Exercise details: Reproduce the listing below in its entirety. Change nothing.

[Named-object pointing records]
******

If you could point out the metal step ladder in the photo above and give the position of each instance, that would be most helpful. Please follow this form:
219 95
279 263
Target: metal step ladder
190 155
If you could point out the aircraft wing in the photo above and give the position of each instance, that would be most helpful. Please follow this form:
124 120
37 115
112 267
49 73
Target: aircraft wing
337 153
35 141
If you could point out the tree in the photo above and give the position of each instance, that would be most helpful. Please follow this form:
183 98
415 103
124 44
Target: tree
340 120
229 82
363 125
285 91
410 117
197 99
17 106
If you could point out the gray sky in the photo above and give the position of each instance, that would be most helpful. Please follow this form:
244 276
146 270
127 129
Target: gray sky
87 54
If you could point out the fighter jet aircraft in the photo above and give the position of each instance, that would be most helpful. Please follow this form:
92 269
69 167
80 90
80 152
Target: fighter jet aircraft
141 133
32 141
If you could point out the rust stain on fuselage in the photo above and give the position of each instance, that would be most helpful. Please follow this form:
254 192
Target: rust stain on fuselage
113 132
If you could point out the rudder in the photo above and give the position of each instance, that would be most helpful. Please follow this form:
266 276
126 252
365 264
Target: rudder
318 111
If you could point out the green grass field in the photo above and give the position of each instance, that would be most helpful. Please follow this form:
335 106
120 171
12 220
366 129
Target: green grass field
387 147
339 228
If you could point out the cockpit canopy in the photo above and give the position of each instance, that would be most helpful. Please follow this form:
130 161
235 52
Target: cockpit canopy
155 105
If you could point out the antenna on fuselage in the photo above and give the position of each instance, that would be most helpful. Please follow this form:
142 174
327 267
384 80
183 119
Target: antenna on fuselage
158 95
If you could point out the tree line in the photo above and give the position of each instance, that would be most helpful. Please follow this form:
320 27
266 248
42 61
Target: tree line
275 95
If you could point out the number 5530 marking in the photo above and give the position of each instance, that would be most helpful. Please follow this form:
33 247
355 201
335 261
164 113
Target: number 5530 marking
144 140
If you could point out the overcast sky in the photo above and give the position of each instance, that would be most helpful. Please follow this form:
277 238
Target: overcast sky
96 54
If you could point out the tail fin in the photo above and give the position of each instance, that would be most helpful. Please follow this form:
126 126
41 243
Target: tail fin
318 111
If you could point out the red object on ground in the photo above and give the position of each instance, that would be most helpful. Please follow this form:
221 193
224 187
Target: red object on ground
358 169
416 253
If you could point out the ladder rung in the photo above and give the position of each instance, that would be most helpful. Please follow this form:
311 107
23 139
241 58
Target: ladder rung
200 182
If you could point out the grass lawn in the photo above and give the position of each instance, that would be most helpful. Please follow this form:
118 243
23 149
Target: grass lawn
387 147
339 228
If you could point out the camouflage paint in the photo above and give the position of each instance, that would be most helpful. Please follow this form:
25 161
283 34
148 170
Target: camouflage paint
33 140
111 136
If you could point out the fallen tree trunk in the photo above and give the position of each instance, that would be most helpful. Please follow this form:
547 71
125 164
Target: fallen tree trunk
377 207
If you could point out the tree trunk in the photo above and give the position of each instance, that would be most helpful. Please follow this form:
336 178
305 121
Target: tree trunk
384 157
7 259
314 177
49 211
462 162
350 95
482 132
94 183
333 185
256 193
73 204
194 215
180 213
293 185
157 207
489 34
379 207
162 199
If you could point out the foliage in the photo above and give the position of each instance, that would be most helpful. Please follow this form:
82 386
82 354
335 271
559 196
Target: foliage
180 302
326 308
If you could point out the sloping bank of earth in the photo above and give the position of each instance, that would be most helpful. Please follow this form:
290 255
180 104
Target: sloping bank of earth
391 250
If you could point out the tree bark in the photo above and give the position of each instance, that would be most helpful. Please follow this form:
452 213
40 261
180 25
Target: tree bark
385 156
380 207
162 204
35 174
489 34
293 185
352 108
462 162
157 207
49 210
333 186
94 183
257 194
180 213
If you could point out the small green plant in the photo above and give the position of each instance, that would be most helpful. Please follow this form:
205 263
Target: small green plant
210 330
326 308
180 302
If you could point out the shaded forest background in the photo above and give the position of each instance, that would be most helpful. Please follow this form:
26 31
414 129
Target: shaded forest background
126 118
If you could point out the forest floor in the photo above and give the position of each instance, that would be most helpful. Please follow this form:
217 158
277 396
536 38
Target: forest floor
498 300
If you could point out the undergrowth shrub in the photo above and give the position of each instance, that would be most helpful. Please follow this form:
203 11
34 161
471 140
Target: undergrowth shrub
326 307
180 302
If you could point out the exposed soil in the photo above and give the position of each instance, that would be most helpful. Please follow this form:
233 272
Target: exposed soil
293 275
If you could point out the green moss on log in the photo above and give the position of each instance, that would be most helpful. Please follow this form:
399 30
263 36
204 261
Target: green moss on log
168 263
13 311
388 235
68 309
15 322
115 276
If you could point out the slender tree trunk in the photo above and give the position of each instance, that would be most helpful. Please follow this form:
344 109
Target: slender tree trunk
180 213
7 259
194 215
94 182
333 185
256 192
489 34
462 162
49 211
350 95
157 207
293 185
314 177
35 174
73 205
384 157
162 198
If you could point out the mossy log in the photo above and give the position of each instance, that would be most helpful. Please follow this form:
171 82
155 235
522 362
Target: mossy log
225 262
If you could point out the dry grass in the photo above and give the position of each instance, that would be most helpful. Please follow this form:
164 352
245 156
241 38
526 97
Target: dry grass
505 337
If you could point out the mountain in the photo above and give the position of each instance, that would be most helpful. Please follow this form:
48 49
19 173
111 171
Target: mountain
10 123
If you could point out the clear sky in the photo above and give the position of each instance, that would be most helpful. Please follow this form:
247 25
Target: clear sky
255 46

******

Written answer:
If you could point out the metal step ladder in the photo above and give the position of each instance, that would be most helpful. Please follow this form:
219 95
279 263
Target: metal step ladder
190 155
If you could point out the aircraft wing in the photo above and give the position of each instance, that would be most helpful. Please follow this form:
124 120
37 115
112 267
49 73
Target: aircraft wing
337 153
35 141
If you could point out the tree in the photo above and give the position of each instance, that would be most helpful. Please follow this form:
183 98
415 103
124 44
Target: tree
340 120
229 82
363 125
285 91
410 117
197 99
17 106
If you could point out the gray sky in the photo above and give the position of each instance, that would be most helpful. Please follow this form:
244 276
146 270
127 129
Target: gray sky
87 54
If you could point out the fighter jet aircraft in the photo above and give the position of each instance, that would be most helpful. Please follow this form:
92 269
69 167
80 90
80 152
Target: fighter jet aircraft
141 133
32 141
If you could point out the rust stain on fuselage in the photo above and give the position of each instance, that would be most helpful. Please follow this form:
254 192
Target: rust stain on fuselage
113 132
If you could point out the rudder in the photo above and give the position of each instance, that would be most helpful. Please follow this form:
266 276
126 252
365 264
Target: rudder
318 111
If you could point out the green grass field in the photo above and give the position of each instance, that would be most helpful. Please follow this form:
335 106
120 171
12 220
366 129
Target: green grass field
387 147
339 228
If you could point out the cockpit canopy in the photo above and give the position of each instance, that would be most helpful. Please follow this form:
130 161
235 52
Target: cockpit canopy
155 105
If you could point out the antenna on fuselage in the photo above and give the position of each instance, that would be most helpful. Please follow this form:
142 174
327 267
384 80
183 119
Target: antenna on fuselage
158 95
If you could point out the tree line in the photo above and give the position of each instance, that would be most helpful. Please follow this form:
320 27
266 248
42 61
Target: tree line
275 95
If you could point out the number 5530 marking in the photo above and give the position of each instance, that would be most helpful. Please follow this form:
33 247
355 201
335 261
164 113
Target: number 5530 marking
144 140
If you could point out the overcast sky in the photo above and give the position of each instance, that would be most helpful. Please follow this form:
277 238
Target: overcast sky
96 54
If you could point out the tail fin in the photo above and give the position of each instance, that would be most helpful. Please follow this form:
126 126
41 243
Target: tail fin
318 111
If you could point out the red object on ground in the photo above and give the position of each instance, that would be most helpful. Please follow this form:
221 193
224 187
Target: red object on ground
358 169
416 253
If you could point out the ladder rung in the photo above and give the position of each instance, that would be most helpful. Please follow this form:
311 107
23 139
241 58
Target: ladder rung
200 182
If you could point out the grass lawn in the photo above and give the position of each instance, that would be most helpful. Please follow this form:
118 243
23 149
Target: grass lawn
387 147
339 228
If you could point out the camouflage paint in the photo above and give the position of each instance, that would be most helpful. Please follow this form:
25 161
283 34
148 170
Target: camouflage paint
33 140
111 136
If you could point out the fallen tree trunk in the photo above and give the position of each instance, that would be most helpful. Please follow this form:
547 71
125 164
Target: fallen tree trunk
377 207
If you could point out the tree trunk in the photo above and give the position of each instance, that would be most helpful. Please follow this form:
336 178
305 121
Target: tree trunk
384 157
7 259
314 177
49 211
462 162
350 95
482 132
94 183
333 185
256 193
73 204
194 215
180 213
293 185
157 207
489 34
379 207
162 199
If you could point out the foliage in the photo above and give the position of each instance, that would be most helpful. Please follow this form:
82 386
82 354
335 271
559 196
Target: foliage
180 302
326 308
If you could point out the sloping bank of earth in the photo above and give the position of each instance, that would be most helpful. Please follow this form:
290 255
180 104
Target: sloping bank of earth
391 250
If you could point out the tree bark in the photo above and give the position of each instance, that would be most helpful. Please follow this form:
452 213
40 261
180 25
Target: tree bark
385 156
380 207
162 204
35 174
489 34
293 185
352 108
462 162
157 207
49 210
333 186
94 183
257 194
180 213
If you could point out the small green plant in the photo above and give the position of each instance, that would be most helpful. Please follow this form:
205 263
Target: small green plant
210 330
326 308
180 302
If you could point out the shaded forest background in the photo above and give the position of each instance, that would be most helpful. Please follow this form:
26 31
414 129
Target: shaded forest background
126 118
If you could point out the forest floor in the photo above and give the position of each instance, that would be most helpful. Please follow this form:
217 158
277 396
536 38
Target: forest floor
498 300
If you could point out the undergrowth shrub in the photo above and give the position of each instance, that would be most helpful. Please follow this form:
203 11
34 161
471 140
Target: undergrowth shrub
326 307
180 302
If you could point out the exposed soil in the photo above and give the position of each instance, that would be most helpful. Please follow this form:
233 272
Target: exposed soil
293 275
If you could point out the green moss on log in the photo above and give the position of each instance, that would be most helpful. Please follow this form:
399 30
263 36
204 261
Target: green moss on log
168 263
13 311
388 235
68 309
15 322
115 276
If you could point out the slender tree trunk in the photo above and give the position of each instance, that would be most helpful. Please follow this form:
344 109
Target: slender tree trunk
180 213
7 259
194 215
94 182
333 185
256 192
489 34
462 162
49 211
350 95
157 207
293 185
314 177
35 174
73 205
384 157
162 198
If you could point out the mossy log in the photo above and give the position of each instance, that would be most helpful. Please follow this form:
171 82
155 235
522 362
Target: mossy log
225 262
If you could point out the dry grass in the photo above and give the position of each instance, that would be most helpful. Please follow this form:
164 352
245 156
241 38
526 97
Target: dry grass
505 337
If you could point out the mountain in the photo above and give the position of each instance, that would be most helpful. Please follow this form:
48 49
19 173
111 171
Target: mountain
10 123
If you could point out the clear sky in the photo above and give the position of each instance, that would be most helpful. Please follow this form:
247 25
Target: clear sky
255 46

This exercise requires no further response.